One last spell-slinging tip: if you're close to winning, but also close to dying from Sheoldred triggers, remember that those triggers use the stack and can be responded to. If you're lucky, you may be able to chain Prologues to Phyresis and win even as the specter of death looms over you.
Lands
This deck needs to get underway quickly, so playing untapped lands in the first two turns is non-negotiable. I figure I can get away with one Deserted Beach because it's not like I'm going to keep one-landers (er, most of the time...). When it comes to dual lands that do enter untapped early on, we'll take as many as we can get.
Mirrex is a great land in general, and especially here. It's hard for control decks to answer, and it often comes to the rescue when we're in topdeck mode.
I don't run The Seedcore primarily because I think our need for blue mana that can be spent on instants is too pressing. But maybe trying out one copy wouldn't hurt.
In the sideboard
Vanquish the Horde is for any go-wide decks but most especially for Boros Convoke. Most people seem to sideboard Temporary Lockdown against Convoke, but I prefer Vanquish because it hits all of their creatures, leaves you your Chorus tokens, and will usually cost about the same, in the match-ups where it matters.
Standard has enough recursion decks at the moment that I think some amount of anti-graveyard tech is a necessity. Lion Sash and Unlicensed Hearse are the graveyard hate in my sideboard at the moment, and I wrote this guide with them in mind. But Rest in Peace recently got reprinted in The Big Score, and I think there's an argument that it would be worth the collateral damage to our Arcane Proxies (which we'd definitely have to board out) and Crawling Choruses. Then again, if your opponent brings in Pick Your Poison as counter-hate, your artifact creatures can run interference for Sash or Hearse better than Gadwick's First Duel can for Rest.
If all of these cards are too rare for your budget, Soul-Guide Lantern is a decent substitute, but I think you'll find that it's just not as robust as the others.
□ □ □
What you have to do — Rewrite the deck guide from "I don't run" to "copy wouldn't hurt.", putting "white mana" in place of "blue mana".

Stored data —
□ □ □
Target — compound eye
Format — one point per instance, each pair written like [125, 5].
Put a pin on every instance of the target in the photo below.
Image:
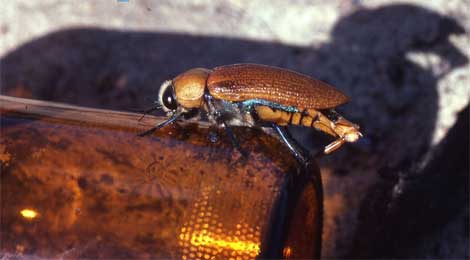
□ □ □
Written response —
I don't run The Seedcore primarily because I think our need for white mana that can be spent on instants is too pressing. But maybe trying out one copy wouldn't hurt.